-- start SELECTED PASSAGE --
In Figure 5, the waveforms from the first short-circuit event (blue lines) and the final event (red lines) of this test are depicted. The abnormal effect observed on the gate current, specifically the current bump, is likely caused by electromagnetic interference stemming from parasitic elements on the Printed Circuit Board (PCB) and the corresponding common mode current. The decrease in the drain–source current peak between the initial and final cycles is attributed to the self-heating of the device. To prevent self-heating during repeated cycles, a waiting period between SC events is established by monitoring the temperature with a thermocouple. It is also important to note that this phenomenon is not indicative of degradation but rather a reversible effect.

The gate current is measured at the end of each pulse (at $3.5$ $\mathsf{\mu }$s) to detect any variations throughout the repetitive SCs. Additionally, the gate charge is calculated. This test is part of an aging protocol aimed at evaluating the evolution of static and dynamic parameters such as leakage drain/gate current, output capacitance, and more. In these assessments, the threshold voltage exhibited a maximum variation of approximately $5\%$. The Time-Dependent Gate Oxide Breakdown (TDDB) was also monitored, showing no impact after aging [16], which underscores the strong robustness of the gate oxide (${\mathrm{SiO}}_2$).

The failure analysis highlighted the FTO mode induced by the SC test (STEP 4). The thermomechanic stress is able to crack the ILD and cause the melting and reconstruction of the source metal, as shown in Figure 6. It is possible to see the degradation between polysilicon layer and the source ohmic contact. A likely reason for this is the high temperature on the Al source metal (>700 °C) estimated by theoretical thermal simulation [17]. Two contributors seem to be significant in the Al source reconstruction phenomenon: the very high temperature gradient at the border of the active area and the melting of the source metal in the active area. In addition, thanks to the lock-in thermography analysis, it can be observed that all defects are localized close to the edge of the die.

3.2. Short-Circuit Test at Higher Voltage (900 V)
-- end SELECTED PASSAGE --
-- start AVAILABLE DATA --
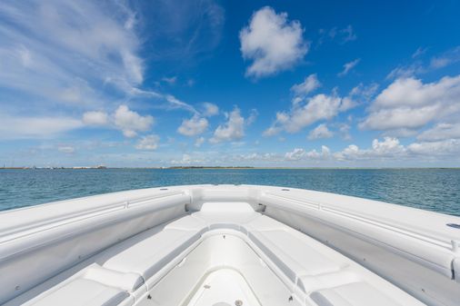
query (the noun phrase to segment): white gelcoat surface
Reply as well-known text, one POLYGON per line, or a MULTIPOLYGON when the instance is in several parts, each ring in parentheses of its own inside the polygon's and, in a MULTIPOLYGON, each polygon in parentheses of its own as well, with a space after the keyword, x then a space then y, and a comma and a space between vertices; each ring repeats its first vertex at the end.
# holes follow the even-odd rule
-- end AVAILABLE DATA --
*PROBLEMS*.
a: From the short-circuit test text, set down the stretch from "The failure analysis" through "of the die.".
b: Answer these questions from the short-circuit test text:
(i) At what point in each pulse is the gate current measured?
(ii) What maximum variation did the threshold voltage show in the aging assessments?
(iii) According to the lock-in thermography analysis, where are all the defects localized?
c: Write what comes next in the short-circuit test text, starting after its final heading.
The listing after the short-circuit test text plays no part in this work.

*RESPONSES PER TASK*.
a:
The failure analysis highlighted the FTO mode induced by the SC test (STEP 4). The thermomechanic stress is able to crack the ILD and cause the melting and reconstruction of the source metal, as shown in Figure 6. It is possible to see the degradation between polysilicon layer and the source ohmic contact. A likely reason for this is the high temperature on the Al source metal (>700 °C) estimated by theoretical thermal simulation [17]. Two contributors seem to be significant in the Al source reconstruction phenomenon: the very high temperature gradient at the border of the active area and the melting of the source metal in the active area. In addition, thanks to the lock-in thermography analysis, it can be observed that all defects are localized close to the edge of the die.

b:
(i) At the end of each pulse, at 3.5 μs.
(ii) Approximately 5%.
(iii) Close to the edge of the die.

c:
A more in-depth investigation is conducted at the operating point of @900V as this voltage level is closer to the maximum rating of the targeted device.

The SC assessment methodology begins with the investigation of the reference parameter $T_{SCWT}$ (STEP 1). The test involves applying successive short-circuit pulses, starting with an initial pulse of 1 $\mathsf{\mu }$s and increasing in $0.25$ $\mathsf{\mu }$s increments until the device reaches physical destruction. Following this, fine-tuning is carried out using an initial pulse width set to $90\%$ of the first $T_{SCWT}$ identified. As reported in

Table 1. Failure modes and aging test plan. Short-circuit withstand time (STEP 1). Main parameters: $V_{DS}=900$ V and $V_{GS}=-5$/+18 V. Waiting time = 1 min.

Device	${\mathit{I}}_{\mathbf{DS}\_\mathbf{max}}$ (A), First Pulse $2.25$ µs	Number of Pulses Before Destruction	Critical ${\mathit{E}}_{\mathbf{SC}}$ (mJ)	${\mathit{T}}_{\mathbf{SCWT}}$ ($\mathsf{\mu }$s)
DUT#316	273.2	13	478	2.7
DUT#317	273.4	5	463	2.55
DUT#318	276.4	5	459	2.53
DUT#319	267.4	14	486	2.7
DUT#320	255.8	28	505.5	3.4

, the results for five tested samples are provided. The average $T_{SCWT}$ value of the first four samples is considered as the reference, which is $2.62$ $\mathsf{\mu }$s. The dispersion in the number of pulses before destruction is likely due to the progressive increase in the pulse width applied until the failure is detected.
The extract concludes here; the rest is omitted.